━━━ Source material ━━━

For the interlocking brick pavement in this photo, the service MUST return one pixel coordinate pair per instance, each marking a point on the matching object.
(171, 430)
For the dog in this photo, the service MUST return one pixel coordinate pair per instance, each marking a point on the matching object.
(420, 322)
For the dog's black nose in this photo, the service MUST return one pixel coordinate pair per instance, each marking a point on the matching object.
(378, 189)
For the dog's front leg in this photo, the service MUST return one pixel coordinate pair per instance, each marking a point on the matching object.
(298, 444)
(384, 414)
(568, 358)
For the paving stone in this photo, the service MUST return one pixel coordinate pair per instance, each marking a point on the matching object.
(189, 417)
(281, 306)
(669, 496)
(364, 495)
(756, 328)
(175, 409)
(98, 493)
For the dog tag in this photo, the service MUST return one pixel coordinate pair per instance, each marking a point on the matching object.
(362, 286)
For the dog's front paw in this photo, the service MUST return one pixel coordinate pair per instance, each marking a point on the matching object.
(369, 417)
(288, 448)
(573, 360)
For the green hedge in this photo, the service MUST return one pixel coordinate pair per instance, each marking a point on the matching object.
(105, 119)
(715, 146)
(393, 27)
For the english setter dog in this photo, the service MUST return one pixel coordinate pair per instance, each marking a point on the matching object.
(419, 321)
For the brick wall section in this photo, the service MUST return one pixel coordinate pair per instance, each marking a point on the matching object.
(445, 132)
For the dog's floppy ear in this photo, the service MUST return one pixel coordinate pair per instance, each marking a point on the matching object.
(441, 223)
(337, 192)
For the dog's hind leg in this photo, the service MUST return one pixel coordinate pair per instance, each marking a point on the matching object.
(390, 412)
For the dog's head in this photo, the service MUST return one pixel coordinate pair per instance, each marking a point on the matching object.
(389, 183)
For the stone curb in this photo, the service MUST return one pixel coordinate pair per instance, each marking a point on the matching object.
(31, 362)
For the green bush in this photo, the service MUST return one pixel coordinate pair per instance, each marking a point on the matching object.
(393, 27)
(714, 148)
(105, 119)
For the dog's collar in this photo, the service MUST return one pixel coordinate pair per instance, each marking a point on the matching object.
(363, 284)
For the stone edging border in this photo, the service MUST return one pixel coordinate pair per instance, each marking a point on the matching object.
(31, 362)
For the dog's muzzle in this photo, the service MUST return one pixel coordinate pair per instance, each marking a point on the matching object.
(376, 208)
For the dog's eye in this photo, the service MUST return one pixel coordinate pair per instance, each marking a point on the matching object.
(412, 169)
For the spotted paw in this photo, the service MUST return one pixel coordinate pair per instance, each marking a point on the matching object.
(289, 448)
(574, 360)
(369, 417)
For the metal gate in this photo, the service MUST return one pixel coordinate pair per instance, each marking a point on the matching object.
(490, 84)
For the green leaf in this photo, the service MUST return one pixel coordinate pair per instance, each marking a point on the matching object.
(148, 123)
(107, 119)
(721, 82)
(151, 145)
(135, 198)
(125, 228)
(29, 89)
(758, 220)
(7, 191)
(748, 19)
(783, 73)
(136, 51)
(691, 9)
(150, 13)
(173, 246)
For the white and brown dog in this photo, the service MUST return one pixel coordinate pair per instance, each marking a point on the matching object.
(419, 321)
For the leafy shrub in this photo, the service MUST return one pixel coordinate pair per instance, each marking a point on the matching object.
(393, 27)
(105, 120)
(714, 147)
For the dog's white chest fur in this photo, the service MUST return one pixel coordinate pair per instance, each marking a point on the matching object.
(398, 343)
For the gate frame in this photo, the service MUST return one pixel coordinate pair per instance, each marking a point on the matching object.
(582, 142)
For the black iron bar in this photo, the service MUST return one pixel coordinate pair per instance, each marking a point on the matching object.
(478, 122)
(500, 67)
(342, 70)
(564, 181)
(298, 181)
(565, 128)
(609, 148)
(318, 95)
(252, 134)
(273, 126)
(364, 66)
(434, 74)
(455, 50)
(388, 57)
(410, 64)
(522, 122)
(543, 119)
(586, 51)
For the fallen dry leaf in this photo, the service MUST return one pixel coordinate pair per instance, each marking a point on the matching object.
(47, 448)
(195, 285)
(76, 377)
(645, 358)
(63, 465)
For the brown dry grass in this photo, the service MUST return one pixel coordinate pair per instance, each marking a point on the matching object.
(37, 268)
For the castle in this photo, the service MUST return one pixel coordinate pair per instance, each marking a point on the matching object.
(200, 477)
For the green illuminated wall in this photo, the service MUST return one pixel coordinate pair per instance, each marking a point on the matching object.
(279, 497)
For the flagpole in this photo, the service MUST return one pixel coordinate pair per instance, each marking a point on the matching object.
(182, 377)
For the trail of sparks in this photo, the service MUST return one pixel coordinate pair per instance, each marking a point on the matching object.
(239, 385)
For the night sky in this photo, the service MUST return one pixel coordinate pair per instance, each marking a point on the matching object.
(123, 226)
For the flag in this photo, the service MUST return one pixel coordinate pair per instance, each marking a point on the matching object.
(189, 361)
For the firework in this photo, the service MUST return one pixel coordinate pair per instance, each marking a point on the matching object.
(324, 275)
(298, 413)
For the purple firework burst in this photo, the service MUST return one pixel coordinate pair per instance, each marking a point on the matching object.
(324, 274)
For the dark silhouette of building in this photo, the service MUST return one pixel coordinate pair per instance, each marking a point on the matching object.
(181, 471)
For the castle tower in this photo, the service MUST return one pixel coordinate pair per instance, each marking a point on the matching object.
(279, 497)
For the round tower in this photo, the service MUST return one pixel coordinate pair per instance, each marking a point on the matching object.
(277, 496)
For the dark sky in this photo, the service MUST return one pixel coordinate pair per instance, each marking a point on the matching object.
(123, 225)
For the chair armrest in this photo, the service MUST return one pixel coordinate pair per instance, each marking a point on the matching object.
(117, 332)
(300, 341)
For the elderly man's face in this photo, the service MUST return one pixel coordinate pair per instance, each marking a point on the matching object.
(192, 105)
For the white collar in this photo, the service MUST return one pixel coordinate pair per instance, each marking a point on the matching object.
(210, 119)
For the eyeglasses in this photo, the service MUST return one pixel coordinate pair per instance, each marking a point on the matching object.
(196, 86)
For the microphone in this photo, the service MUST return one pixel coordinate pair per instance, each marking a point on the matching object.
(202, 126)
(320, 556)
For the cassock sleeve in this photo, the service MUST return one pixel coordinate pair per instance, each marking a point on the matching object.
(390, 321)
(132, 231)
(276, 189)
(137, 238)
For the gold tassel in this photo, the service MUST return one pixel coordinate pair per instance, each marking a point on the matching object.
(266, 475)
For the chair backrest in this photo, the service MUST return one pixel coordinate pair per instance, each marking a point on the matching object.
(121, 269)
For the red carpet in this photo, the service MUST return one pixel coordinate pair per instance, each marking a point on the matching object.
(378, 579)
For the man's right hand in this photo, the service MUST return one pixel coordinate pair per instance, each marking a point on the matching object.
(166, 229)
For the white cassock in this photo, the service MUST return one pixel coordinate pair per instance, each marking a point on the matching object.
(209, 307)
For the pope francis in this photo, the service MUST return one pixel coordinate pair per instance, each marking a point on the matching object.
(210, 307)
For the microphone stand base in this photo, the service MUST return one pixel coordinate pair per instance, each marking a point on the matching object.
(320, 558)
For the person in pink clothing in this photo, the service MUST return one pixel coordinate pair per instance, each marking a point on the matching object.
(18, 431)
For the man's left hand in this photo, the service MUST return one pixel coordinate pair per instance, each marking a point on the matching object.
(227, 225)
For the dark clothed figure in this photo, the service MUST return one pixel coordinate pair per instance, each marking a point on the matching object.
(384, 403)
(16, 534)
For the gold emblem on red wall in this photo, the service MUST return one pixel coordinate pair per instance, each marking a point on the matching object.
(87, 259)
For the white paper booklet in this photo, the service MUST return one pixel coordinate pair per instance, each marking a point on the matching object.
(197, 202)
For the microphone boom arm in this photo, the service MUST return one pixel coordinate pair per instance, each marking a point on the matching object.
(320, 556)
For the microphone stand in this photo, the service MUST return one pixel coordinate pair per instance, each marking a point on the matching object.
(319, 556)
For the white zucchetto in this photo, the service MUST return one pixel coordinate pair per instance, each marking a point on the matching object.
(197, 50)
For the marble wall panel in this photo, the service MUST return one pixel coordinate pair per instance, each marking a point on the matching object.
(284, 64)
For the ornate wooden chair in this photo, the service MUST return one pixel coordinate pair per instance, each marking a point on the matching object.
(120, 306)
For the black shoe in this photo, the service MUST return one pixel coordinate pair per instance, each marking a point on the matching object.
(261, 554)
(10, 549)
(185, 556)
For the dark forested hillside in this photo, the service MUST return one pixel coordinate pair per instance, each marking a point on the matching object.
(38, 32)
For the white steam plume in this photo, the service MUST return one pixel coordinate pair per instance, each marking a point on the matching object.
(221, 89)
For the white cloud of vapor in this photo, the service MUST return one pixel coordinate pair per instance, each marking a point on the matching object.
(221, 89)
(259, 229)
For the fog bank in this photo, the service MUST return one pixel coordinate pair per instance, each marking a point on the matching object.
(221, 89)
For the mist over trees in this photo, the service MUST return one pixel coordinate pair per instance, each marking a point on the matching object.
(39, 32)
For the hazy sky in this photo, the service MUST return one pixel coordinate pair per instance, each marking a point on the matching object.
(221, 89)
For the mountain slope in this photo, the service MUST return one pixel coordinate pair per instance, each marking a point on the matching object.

━━━

→ **Task objective**
Every line from the one containing "For the marble" through the last line above should be retyped exactly; no other lines are wanted.

→ **Answer for this exercise**
For the marble wall panel in this photo, the service MUST return one pixel coordinate pair per instance, each marking a point on the matching object.
(284, 64)
For the ornate wooden chair in this photo, the service MUST return one pixel coordinate pair per instance, each marking a point on the matching object.
(120, 306)
For the black shoe in this photo, the service MUST return one pixel coordinate pair per instance, each marking a point on the matching object.
(261, 554)
(10, 549)
(185, 556)
For the dark forested hillside in this photo, the service MUST return one pixel coordinate pair per instance, each marking a point on the matching object.
(38, 32)
For the white steam plume in this photo, the service MUST return one pixel coordinate pair per instance, each marking a point on the matching object.
(221, 89)
For the white cloud of vapor in this photo, the service MUST return one pixel coordinate pair per instance, each marking a point on the matching object.
(221, 89)
(259, 229)
For the fog bank in this photo, the service MUST return one pixel coordinate pair per instance, each marking a point on the matching object.
(221, 89)
For the mist over trees in this photo, the service MUST return one pixel coordinate pair per instance, each marking a point on the matching object.
(39, 32)
For the hazy sky in this photo, the service MUST return one pixel coordinate pair per instance, each marking a point on the matching object.
(221, 89)
For the mountain slope in this photo, the service MUST return one pixel coordinate pair per instance, each marking a point on the matching object.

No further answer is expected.